> _AUFGABE_
Wie oft sollen sich die Staats- und Regierungschefs laut dem Lesetext zur Wirtschaftspolitik der Euro-Länder mindestens treffen?

> _LESETEXT_
#####

Wirtschaftspolitik aus einem Guss - geht das?

Natürlich ist es fast unmöglich, eine gemeinsame Wirtschaftspolitik zu betreiben, die im finnischen Norden und im italienischen Süden gleichermaßen funktioniert. Das ist auch gar nicht der Anspruch der Euro-Gruppe. Aber nachdem bislang alle Versuche mehr oder weniger gescheitert sind, die Wirtschaftspolitik der Mitgliedsländer aufeinander abzustimmen, soll nun ein neuer Anlauf unternommen werden. So wollen die Euro-Länder sich künftig gegenseitig über geplante, größere wirtschaftliche Reformen wie etwa des Arbeitsmarkts oder der Sozialgesetzgebung informieren und dann auf der Euro-Ebene diskutieren. Man will voneinander lernen. Außerdem soll sichergestellt werden, dass die Reformen in dem einen Land keine negativen Auswirkungen auf die anderen hat. Die Staats- und Regierungschefs der 17 Plus werden sich mindestens zweimal im Jahr treffen. Und häufiger, solange die Krise anhält. Damit hat sich Frankreichs Präsident Nicolas Sarkozy durchgesetzt, der schon lange für eine "Wirtschaftsregierung" plädiert. Natürlich soll auch darüber geredet werden, wie die großen wirtschaftlichen Ungleichgewichte in der Union beseitigt werden können. Aber noch verlangt niemand, dass Deutschland zugunsten der anderen Staaten seine Exporte verringern soll.

#####

> _GESAMMELTE DATEN_
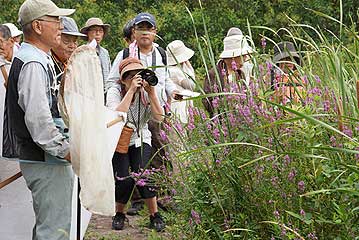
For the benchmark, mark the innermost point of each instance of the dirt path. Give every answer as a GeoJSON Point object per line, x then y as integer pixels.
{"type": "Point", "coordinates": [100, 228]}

#####

> _ANTWORT_
Mindestens zweimal im Jahr.